§ **Work instruction**
Output the data below in full, character for character.

Stored records:
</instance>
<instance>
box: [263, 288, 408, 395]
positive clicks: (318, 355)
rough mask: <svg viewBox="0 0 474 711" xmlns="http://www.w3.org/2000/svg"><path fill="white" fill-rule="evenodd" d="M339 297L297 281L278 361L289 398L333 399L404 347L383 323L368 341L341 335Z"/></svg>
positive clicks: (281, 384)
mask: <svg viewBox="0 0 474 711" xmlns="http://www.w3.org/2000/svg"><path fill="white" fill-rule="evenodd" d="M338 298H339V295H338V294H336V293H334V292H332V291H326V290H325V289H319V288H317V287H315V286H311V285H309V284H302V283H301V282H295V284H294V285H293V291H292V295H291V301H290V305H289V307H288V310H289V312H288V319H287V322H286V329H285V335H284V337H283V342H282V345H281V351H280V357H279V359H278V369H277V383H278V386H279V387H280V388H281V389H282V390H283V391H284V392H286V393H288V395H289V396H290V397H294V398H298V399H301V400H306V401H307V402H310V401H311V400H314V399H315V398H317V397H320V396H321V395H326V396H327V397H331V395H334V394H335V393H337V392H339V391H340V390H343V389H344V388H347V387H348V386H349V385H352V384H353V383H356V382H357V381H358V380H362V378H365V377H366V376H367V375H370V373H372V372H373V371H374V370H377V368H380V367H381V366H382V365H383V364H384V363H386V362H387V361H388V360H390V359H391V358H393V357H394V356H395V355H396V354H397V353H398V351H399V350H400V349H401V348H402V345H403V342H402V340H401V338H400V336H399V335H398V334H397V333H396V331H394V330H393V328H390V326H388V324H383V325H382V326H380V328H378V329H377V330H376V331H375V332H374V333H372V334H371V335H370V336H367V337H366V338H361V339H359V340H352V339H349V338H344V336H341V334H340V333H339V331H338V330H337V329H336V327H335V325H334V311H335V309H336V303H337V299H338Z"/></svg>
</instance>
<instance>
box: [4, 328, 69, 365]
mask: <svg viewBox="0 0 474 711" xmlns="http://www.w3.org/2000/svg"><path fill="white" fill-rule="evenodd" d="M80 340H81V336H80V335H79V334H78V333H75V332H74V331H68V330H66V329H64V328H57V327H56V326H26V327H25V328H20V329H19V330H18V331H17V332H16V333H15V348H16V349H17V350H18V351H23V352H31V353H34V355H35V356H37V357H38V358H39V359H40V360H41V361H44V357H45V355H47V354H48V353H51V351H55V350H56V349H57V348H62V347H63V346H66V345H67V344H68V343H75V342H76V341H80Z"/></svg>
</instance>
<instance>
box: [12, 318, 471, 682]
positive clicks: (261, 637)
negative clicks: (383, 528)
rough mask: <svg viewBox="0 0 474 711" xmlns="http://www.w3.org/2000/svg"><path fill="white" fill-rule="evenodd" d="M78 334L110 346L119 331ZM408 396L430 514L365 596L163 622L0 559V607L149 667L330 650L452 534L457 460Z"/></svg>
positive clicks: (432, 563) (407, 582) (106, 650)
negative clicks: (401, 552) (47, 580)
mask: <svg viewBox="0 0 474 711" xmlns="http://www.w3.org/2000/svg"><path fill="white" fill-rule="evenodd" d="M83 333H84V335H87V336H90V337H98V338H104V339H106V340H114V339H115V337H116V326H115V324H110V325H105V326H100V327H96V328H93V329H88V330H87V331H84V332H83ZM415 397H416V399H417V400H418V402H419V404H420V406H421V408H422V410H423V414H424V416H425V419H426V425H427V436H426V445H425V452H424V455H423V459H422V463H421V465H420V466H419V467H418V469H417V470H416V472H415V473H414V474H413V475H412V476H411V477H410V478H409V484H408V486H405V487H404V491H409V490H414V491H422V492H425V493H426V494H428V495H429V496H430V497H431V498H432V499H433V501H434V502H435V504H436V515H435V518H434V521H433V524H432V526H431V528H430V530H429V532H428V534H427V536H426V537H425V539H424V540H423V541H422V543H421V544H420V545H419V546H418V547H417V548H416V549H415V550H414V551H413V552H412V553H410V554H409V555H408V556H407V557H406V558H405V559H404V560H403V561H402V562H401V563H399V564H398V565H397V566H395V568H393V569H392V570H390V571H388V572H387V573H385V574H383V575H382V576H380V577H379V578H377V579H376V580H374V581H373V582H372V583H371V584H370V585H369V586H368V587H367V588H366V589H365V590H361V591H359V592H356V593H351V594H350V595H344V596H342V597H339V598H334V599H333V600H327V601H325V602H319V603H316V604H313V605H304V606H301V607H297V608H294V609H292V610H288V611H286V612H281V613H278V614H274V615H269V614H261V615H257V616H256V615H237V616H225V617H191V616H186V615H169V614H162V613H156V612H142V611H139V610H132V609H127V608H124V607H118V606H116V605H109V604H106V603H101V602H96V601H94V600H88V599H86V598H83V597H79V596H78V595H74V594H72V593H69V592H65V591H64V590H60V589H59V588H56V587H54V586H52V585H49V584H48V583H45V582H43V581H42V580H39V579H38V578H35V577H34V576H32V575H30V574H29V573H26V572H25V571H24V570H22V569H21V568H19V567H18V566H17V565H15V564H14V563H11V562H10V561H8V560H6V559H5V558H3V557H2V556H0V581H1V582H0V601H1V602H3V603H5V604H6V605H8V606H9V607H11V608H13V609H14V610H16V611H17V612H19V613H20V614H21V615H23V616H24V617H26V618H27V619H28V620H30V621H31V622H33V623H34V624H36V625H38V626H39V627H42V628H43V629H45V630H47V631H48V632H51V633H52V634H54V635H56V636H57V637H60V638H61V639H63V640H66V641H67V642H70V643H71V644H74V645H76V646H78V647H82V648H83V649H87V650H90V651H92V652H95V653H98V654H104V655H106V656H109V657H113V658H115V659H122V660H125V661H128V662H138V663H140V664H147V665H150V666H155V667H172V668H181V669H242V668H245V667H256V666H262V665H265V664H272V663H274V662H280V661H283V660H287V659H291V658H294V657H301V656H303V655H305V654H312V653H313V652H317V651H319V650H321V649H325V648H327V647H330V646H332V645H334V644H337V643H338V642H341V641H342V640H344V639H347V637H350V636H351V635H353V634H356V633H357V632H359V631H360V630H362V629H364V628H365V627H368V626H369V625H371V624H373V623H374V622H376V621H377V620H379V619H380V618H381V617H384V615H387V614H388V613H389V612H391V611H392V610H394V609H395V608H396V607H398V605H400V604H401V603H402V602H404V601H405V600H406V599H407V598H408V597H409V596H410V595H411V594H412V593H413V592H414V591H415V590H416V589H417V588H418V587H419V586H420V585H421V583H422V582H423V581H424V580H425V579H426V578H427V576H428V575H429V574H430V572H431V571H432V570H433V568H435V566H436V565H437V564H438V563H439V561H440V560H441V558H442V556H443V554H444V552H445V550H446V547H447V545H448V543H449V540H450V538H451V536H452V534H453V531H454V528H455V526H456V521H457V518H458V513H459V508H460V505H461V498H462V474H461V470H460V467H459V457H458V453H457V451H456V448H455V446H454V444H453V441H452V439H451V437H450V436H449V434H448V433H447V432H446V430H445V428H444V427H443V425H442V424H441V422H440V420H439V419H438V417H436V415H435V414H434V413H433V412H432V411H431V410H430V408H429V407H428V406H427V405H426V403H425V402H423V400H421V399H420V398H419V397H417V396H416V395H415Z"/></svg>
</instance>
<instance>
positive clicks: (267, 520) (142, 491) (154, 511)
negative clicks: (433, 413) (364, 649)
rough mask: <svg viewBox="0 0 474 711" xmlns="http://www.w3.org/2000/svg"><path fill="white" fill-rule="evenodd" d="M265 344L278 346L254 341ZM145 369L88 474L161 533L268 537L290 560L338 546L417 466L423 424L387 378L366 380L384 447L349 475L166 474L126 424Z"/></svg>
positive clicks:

§ **Your solution**
</instance>
<instance>
box: [263, 288, 408, 395]
positive clicks: (318, 355)
rough mask: <svg viewBox="0 0 474 711" xmlns="http://www.w3.org/2000/svg"><path fill="white" fill-rule="evenodd" d="M339 297L297 281L278 361L289 398L333 399L404 347L383 323L368 341L341 335Z"/></svg>
positive clicks: (281, 384)
mask: <svg viewBox="0 0 474 711" xmlns="http://www.w3.org/2000/svg"><path fill="white" fill-rule="evenodd" d="M338 298H339V295H338V294H336V293H334V292H332V291H326V290H325V289H319V288H317V287H315V286H311V285H309V284H302V283H301V282H295V284H294V285H293V291H292V295H291V301H290V305H289V307H288V310H289V312H288V319H287V322H286V329H285V335H284V337H283V342H282V345H281V351H280V357H279V359H278V369H277V383H278V386H279V387H280V388H281V389H282V390H283V391H284V392H286V393H288V395H289V396H290V397H294V398H298V399H301V400H306V401H307V402H310V401H311V400H314V399H315V398H317V397H320V396H321V395H326V396H327V397H331V395H334V394H335V393H337V392H339V391H340V390H343V389H344V388H347V387H348V386H349V385H352V384H353V383H356V382H357V381H358V380H362V378H365V377H366V376H367V375H370V373H372V372H373V371H374V370H377V368H380V367H381V366H382V365H383V364H384V363H386V362H387V361H388V360H390V359H391V358H393V357H394V356H395V355H396V354H397V353H398V351H399V350H400V349H401V348H402V345H403V342H402V340H401V338H400V336H399V335H398V334H397V333H396V331H394V330H393V328H390V326H388V324H383V325H382V326H380V328H378V329H377V330H376V331H375V332H374V333H372V334H371V335H370V336H367V337H366V338H361V339H359V340H352V339H349V338H344V336H341V334H340V333H339V331H338V330H337V329H336V327H335V325H334V311H335V309H336V303H337V299H338Z"/></svg>
</instance>
<instance>
box: [4, 328, 69, 365]
mask: <svg viewBox="0 0 474 711" xmlns="http://www.w3.org/2000/svg"><path fill="white" fill-rule="evenodd" d="M80 340H81V336H80V335H79V334H78V333H75V332H74V331H68V330H66V329H64V328H57V327H56V326H26V327H25V328H20V329H19V330H18V331H17V332H16V333H15V348H16V349H17V350H18V351H23V352H31V353H34V355H35V356H37V357H38V358H39V359H40V360H41V361H44V357H45V355H47V354H48V353H51V351H55V350H56V349H57V348H62V347H63V346H66V345H67V344H68V343H75V342H76V341H80Z"/></svg>
</instance>
<instance>
box: [12, 318, 471, 682]
positive clicks: (261, 637)
negative clicks: (383, 528)
rough mask: <svg viewBox="0 0 474 711" xmlns="http://www.w3.org/2000/svg"><path fill="white" fill-rule="evenodd" d="M78 334L110 346L119 331ZM408 396L430 514L365 596L163 622L0 559V607L149 667L330 650L452 534L457 460Z"/></svg>
positive clicks: (432, 563) (407, 582) (106, 650)
negative clicks: (401, 552) (47, 580)
mask: <svg viewBox="0 0 474 711" xmlns="http://www.w3.org/2000/svg"><path fill="white" fill-rule="evenodd" d="M83 333H84V335H87V336H90V337H98V338H104V339H106V340H114V339H115V337H116V326H115V324H110V325H105V326H100V327H96V328H93V329H88V330H87V331H84V332H83ZM415 397H416V399H417V400H418V402H419V404H420V406H421V408H422V410H423V414H424V416H425V419H426V425H427V436H426V445H425V452H424V455H423V459H422V463H421V465H420V466H419V467H418V469H417V470H416V472H415V473H414V474H413V475H412V476H411V477H410V478H409V484H408V486H405V487H404V491H409V490H414V491H422V492H425V493H426V494H428V495H429V496H430V497H431V498H432V499H433V501H434V502H435V504H436V515H435V518H434V521H433V524H432V526H431V528H430V530H429V532H428V534H427V536H426V537H425V539H424V540H423V541H422V543H421V544H420V545H419V546H418V547H417V548H416V549H415V550H414V551H413V552H412V553H410V554H409V555H408V556H407V557H406V558H405V559H404V560H403V561H402V562H401V563H399V564H398V565H397V566H395V568H393V569H392V570H390V571H388V572H387V573H385V574H383V575H382V576H380V577H379V578H377V579H376V580H374V581H373V582H372V583H371V584H370V585H369V586H368V587H367V588H366V589H365V590H361V591H359V592H356V593H351V594H350V595H344V596H342V597H339V598H334V599H333V600H327V601H325V602H319V603H316V604H313V605H304V606H301V607H297V608H294V609H292V610H288V611H286V612H281V613H278V614H274V615H269V614H261V615H257V616H256V615H237V616H225V617H191V616H186V615H169V614H162V613H156V612H142V611H139V610H132V609H127V608H124V607H118V606H116V605H109V604H106V603H101V602H96V601H94V600H88V599H86V598H83V597H79V596H78V595H74V594H72V593H69V592H65V591H64V590H60V589H59V588H56V587H54V586H52V585H49V584H48V583H45V582H43V581H42V580H39V579H38V578H35V577H34V576H32V575H30V574H29V573H26V572H25V571H24V570H22V569H21V568H19V567H18V566H17V565H15V564H14V563H11V562H10V561H8V560H6V559H5V558H3V557H2V556H0V581H1V582H0V601H1V602H3V603H5V604H6V605H8V606H9V607H11V608H13V609H14V610H16V611H17V612H19V613H20V614H21V615H23V616H24V617H26V618H27V619H28V620H30V621H31V622H33V623H34V624H36V625H38V626H39V627H42V628H43V629H45V630H47V631H48V632H51V633H52V634H54V635H56V636H57V637H60V638H61V639H63V640H66V641H67V642H70V643H71V644H74V645H76V646H78V647H82V648H83V649H87V650H90V651H92V652H95V653H98V654H104V655H106V656H109V657H113V658H115V659H122V660H125V661H128V662H138V663H140V664H147V665H150V666H155V667H172V668H181V669H242V668H245V667H256V666H262V665H265V664H272V663H274V662H280V661H283V660H287V659H291V658H294V657H301V656H303V655H305V654H312V653H313V652H317V651H319V650H321V649H325V648H327V647H330V646H332V645H334V644H337V643H338V642H341V641H342V640H344V639H347V637H350V636H351V635H353V634H356V633H357V632H359V631H360V630H362V629H364V628H365V627H368V626H369V625H371V624H373V623H374V622H376V621H377V620H379V619H380V618H381V617H384V615H387V614H388V613H389V612H391V611H392V610H394V609H395V608H396V607H398V605H400V604H401V603H402V602H404V601H405V600H406V599H407V598H408V597H409V596H410V595H411V594H412V593H413V592H414V591H415V590H416V589H417V588H418V587H419V586H420V585H421V583H422V582H423V581H424V580H425V579H426V578H427V576H428V575H429V574H430V572H431V571H432V570H433V568H435V566H436V565H437V564H438V563H439V561H440V560H441V558H442V556H443V554H444V552H445V550H446V547H447V545H448V543H449V540H450V538H451V536H452V534H453V531H454V528H455V526H456V521H457V518H458V513H459V508H460V505H461V498H462V474H461V470H460V467H459V457H458V453H457V451H456V448H455V446H454V444H453V441H452V439H451V437H450V436H449V434H448V433H447V432H446V430H445V428H444V427H443V425H442V424H441V422H440V420H439V419H438V417H436V415H435V414H434V413H433V412H432V411H431V410H430V408H429V407H428V406H427V405H426V403H425V402H423V400H421V399H420V398H419V397H417V396H416V395H415Z"/></svg>
</instance>
<instance>
positive clicks: (267, 520) (142, 491) (154, 511)
negative clicks: (433, 413) (364, 649)
rough mask: <svg viewBox="0 0 474 711" xmlns="http://www.w3.org/2000/svg"><path fill="white" fill-rule="evenodd" d="M265 344L278 346L254 341ZM145 369L88 474L161 533L268 537L290 560L338 546L417 466L423 424L387 378L366 380L384 447L349 475L166 474L126 424Z"/></svg>
positive clicks:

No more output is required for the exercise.